=== GIVEN RECORDS ===

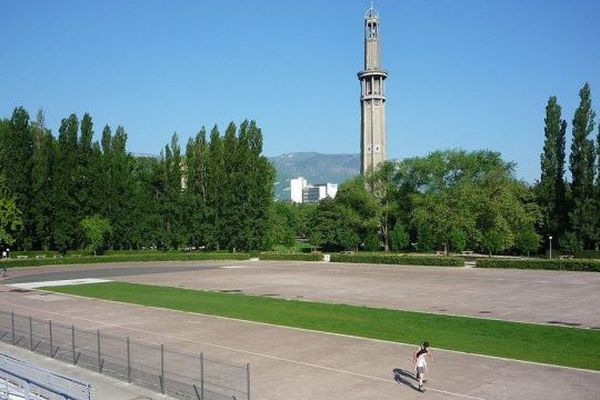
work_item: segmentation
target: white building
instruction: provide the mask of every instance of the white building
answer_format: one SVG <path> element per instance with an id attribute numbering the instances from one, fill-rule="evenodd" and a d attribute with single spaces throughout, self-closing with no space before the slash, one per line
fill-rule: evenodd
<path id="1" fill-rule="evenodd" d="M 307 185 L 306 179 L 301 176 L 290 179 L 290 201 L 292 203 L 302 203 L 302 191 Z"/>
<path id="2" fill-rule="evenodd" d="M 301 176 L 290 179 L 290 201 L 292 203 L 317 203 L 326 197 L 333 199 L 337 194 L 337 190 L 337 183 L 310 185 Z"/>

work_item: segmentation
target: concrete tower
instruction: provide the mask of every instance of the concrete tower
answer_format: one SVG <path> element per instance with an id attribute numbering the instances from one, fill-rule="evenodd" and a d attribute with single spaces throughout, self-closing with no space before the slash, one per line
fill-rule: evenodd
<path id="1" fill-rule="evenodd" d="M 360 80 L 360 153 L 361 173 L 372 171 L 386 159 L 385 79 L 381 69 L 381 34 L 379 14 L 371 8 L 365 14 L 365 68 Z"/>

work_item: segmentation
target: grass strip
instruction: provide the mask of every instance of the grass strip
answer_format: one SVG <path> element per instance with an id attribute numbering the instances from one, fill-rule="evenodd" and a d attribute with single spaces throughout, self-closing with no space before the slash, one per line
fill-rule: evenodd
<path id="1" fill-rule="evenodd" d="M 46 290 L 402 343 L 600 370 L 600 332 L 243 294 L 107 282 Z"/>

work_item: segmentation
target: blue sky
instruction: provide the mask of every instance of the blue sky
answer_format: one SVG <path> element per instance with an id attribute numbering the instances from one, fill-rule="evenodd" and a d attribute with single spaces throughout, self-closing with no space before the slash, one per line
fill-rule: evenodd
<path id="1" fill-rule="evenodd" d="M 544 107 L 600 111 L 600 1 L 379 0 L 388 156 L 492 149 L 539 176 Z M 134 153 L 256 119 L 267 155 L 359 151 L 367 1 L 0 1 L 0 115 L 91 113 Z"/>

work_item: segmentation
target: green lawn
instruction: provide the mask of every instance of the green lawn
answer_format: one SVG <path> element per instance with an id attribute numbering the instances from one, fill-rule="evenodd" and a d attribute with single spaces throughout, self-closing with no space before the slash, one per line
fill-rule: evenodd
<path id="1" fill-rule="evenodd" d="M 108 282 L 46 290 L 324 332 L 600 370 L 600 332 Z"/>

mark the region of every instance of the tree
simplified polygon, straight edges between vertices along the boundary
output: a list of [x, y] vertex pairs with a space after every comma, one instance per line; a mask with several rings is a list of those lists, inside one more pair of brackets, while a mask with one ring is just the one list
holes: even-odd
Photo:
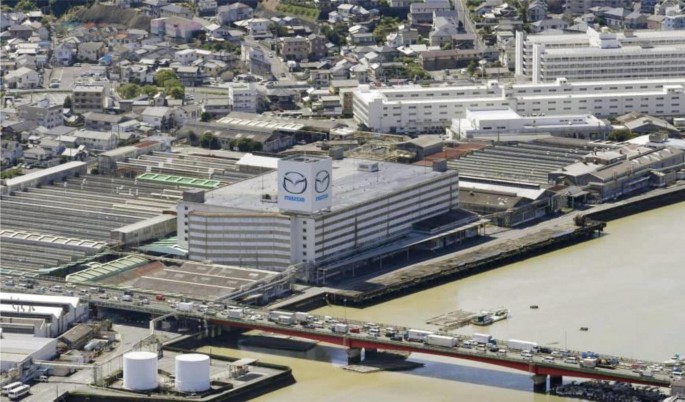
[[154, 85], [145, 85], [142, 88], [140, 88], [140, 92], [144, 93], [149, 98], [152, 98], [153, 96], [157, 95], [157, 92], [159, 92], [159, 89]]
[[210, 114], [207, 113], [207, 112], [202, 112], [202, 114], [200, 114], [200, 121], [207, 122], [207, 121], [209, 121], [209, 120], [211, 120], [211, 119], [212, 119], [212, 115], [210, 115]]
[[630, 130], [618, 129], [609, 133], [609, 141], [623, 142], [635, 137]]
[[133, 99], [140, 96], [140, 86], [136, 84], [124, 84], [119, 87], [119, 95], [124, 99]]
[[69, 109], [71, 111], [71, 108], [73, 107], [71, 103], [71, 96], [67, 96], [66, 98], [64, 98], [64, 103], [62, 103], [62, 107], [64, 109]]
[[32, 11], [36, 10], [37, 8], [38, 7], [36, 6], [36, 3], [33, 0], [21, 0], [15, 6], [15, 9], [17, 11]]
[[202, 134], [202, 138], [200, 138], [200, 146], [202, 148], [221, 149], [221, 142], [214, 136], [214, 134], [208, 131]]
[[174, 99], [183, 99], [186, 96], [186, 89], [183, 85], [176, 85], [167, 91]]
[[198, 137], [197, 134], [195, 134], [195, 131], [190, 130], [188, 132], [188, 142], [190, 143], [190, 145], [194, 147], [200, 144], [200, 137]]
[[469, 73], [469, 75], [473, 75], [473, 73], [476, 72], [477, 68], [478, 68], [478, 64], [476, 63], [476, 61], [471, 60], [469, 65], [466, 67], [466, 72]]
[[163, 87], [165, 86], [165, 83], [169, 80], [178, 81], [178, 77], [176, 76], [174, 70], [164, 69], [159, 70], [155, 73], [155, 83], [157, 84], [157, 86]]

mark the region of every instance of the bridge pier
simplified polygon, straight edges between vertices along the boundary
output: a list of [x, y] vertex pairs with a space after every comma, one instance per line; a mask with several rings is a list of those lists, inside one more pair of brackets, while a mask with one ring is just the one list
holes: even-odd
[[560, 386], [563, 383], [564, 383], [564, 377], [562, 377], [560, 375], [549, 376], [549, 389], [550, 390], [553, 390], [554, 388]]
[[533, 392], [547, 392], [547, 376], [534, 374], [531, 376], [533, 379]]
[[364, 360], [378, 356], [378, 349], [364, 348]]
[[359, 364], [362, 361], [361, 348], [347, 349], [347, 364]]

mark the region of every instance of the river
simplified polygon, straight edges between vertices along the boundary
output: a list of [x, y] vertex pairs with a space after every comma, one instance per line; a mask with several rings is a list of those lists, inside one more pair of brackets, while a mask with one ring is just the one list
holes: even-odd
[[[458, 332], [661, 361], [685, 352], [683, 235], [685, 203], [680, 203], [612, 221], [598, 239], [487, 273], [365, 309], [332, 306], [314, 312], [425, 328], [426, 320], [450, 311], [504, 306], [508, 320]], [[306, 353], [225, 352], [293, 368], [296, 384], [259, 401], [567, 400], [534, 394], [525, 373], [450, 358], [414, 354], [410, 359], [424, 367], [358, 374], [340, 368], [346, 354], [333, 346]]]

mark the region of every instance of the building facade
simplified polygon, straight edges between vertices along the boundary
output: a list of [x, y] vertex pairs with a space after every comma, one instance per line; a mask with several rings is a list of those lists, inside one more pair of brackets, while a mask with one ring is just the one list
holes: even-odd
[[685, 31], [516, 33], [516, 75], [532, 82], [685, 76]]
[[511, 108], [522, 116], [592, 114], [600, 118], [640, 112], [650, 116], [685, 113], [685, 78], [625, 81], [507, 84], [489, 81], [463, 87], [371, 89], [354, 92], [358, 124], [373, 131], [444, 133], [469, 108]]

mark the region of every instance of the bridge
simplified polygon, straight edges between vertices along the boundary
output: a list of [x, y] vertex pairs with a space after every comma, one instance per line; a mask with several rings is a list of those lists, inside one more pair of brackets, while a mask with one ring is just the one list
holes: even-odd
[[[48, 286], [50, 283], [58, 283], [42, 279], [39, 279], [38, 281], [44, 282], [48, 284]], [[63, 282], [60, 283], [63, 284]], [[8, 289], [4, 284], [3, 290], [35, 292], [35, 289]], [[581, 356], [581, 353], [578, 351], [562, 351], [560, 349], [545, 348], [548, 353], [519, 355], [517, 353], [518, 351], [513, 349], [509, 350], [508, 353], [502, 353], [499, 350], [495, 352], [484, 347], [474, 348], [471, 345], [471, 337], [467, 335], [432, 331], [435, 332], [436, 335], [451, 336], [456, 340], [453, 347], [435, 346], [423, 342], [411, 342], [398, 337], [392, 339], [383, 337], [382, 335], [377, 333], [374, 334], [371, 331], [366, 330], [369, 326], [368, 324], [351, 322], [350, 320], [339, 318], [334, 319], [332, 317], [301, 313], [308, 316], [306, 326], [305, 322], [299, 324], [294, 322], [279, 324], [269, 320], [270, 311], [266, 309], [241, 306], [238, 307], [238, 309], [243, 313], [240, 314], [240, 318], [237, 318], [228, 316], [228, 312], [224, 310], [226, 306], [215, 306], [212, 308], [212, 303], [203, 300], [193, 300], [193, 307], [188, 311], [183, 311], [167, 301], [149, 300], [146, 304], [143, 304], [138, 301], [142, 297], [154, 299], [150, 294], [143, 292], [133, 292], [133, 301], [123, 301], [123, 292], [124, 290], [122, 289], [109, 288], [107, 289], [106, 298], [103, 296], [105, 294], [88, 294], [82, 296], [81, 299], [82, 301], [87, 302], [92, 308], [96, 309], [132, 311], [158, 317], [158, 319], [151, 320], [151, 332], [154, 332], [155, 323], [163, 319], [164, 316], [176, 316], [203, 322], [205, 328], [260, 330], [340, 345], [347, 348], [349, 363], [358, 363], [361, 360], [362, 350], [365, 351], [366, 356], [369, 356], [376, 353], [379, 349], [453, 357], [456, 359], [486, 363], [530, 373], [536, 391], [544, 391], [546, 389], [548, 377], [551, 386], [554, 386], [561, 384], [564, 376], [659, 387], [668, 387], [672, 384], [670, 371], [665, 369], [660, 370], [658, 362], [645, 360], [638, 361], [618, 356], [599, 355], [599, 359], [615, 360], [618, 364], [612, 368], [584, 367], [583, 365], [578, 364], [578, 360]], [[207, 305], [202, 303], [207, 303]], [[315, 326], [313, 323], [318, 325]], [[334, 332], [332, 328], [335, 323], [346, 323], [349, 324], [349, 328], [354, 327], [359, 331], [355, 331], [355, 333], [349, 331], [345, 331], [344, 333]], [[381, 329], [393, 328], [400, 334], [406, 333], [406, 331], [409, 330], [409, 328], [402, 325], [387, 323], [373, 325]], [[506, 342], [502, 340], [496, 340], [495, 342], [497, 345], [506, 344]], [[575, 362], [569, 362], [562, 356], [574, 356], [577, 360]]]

===
=== GIVEN RECORDS ===

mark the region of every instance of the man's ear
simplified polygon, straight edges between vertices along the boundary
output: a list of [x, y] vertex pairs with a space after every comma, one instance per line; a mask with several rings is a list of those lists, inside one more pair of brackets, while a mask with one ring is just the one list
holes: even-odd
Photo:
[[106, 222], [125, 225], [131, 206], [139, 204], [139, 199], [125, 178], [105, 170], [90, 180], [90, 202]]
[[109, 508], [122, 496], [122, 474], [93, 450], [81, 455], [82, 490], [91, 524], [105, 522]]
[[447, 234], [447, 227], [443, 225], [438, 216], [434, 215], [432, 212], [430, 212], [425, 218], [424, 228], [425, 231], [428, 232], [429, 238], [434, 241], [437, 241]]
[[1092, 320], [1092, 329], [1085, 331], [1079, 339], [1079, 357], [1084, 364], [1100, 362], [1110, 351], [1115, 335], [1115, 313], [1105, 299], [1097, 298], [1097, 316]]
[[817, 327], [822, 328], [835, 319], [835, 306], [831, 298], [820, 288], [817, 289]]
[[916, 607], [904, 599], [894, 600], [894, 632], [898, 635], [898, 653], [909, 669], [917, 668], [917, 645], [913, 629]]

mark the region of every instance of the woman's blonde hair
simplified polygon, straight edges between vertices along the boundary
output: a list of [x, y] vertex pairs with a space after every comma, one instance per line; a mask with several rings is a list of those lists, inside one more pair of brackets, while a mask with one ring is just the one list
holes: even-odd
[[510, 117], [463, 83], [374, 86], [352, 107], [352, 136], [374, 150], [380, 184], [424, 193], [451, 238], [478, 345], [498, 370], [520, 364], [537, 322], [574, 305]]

===
=== GIVEN RECORDS ===

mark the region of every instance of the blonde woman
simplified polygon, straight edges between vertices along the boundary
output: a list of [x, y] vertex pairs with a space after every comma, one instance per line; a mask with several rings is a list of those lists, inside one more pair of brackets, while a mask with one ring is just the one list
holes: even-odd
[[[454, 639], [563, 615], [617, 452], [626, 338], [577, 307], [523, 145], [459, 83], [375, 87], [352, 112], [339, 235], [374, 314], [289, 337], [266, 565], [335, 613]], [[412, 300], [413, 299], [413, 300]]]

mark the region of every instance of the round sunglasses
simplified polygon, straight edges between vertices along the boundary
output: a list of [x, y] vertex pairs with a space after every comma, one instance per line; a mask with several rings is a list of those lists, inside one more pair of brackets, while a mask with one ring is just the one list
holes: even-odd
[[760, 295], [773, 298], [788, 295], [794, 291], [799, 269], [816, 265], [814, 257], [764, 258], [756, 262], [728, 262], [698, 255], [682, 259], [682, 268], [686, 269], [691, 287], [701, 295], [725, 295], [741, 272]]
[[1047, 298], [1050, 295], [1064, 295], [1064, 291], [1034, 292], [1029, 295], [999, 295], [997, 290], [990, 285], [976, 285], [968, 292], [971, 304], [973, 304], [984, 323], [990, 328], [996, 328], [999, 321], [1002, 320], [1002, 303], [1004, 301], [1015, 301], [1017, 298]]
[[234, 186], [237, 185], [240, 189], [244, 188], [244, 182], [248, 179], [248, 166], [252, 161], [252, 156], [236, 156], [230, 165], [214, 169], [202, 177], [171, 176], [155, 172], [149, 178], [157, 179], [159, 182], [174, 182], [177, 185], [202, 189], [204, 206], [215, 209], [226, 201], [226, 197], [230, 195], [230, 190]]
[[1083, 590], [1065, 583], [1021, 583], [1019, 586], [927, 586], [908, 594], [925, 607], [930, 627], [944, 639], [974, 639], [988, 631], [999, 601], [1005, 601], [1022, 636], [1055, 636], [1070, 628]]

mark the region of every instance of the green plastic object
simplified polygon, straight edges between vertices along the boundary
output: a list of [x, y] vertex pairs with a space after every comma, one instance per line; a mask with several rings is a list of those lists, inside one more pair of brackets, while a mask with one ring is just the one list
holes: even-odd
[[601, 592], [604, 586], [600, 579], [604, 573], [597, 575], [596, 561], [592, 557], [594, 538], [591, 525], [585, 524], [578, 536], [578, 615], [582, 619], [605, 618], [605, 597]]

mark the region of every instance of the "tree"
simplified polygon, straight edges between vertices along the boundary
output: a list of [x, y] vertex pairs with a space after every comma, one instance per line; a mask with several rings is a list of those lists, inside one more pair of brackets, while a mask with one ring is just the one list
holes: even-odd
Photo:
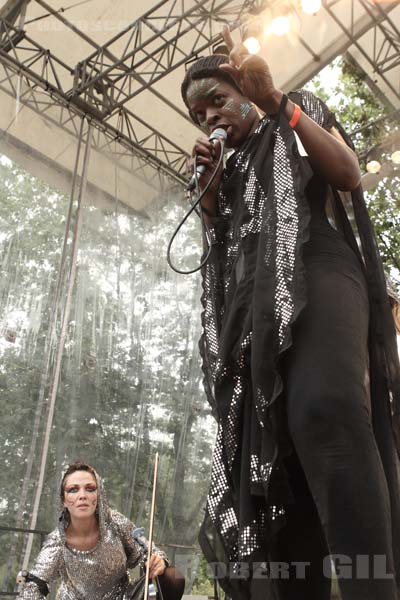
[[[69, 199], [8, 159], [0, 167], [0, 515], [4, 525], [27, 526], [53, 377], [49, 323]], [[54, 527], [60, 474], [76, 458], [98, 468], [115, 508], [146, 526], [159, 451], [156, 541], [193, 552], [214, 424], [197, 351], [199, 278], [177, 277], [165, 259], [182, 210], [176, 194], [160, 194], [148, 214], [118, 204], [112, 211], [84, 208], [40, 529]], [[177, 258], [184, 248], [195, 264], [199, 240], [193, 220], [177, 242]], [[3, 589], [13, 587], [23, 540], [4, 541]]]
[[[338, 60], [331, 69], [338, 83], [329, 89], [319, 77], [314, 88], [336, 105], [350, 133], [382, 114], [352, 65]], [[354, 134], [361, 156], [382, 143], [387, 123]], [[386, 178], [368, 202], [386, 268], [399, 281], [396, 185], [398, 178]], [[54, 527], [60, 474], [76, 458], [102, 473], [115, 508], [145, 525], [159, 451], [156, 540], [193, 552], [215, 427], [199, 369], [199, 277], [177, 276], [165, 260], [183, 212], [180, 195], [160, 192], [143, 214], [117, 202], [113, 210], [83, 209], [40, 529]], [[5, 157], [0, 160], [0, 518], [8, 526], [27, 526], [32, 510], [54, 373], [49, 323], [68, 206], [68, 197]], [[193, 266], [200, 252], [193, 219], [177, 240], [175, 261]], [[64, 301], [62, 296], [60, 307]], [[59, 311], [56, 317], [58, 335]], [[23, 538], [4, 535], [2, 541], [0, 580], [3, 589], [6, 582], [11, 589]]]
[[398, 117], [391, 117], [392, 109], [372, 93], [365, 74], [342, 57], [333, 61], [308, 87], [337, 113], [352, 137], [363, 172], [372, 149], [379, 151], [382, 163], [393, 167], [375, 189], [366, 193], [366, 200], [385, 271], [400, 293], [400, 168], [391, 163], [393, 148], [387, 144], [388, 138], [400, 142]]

===

**ASSIGNMENT:**
Copy every line that includes the string "tree" from the material above.

**OUTPUT FOR THIS EXERCISE:**
mark the region of every instance of the tree
mark the region of every instance of the "tree"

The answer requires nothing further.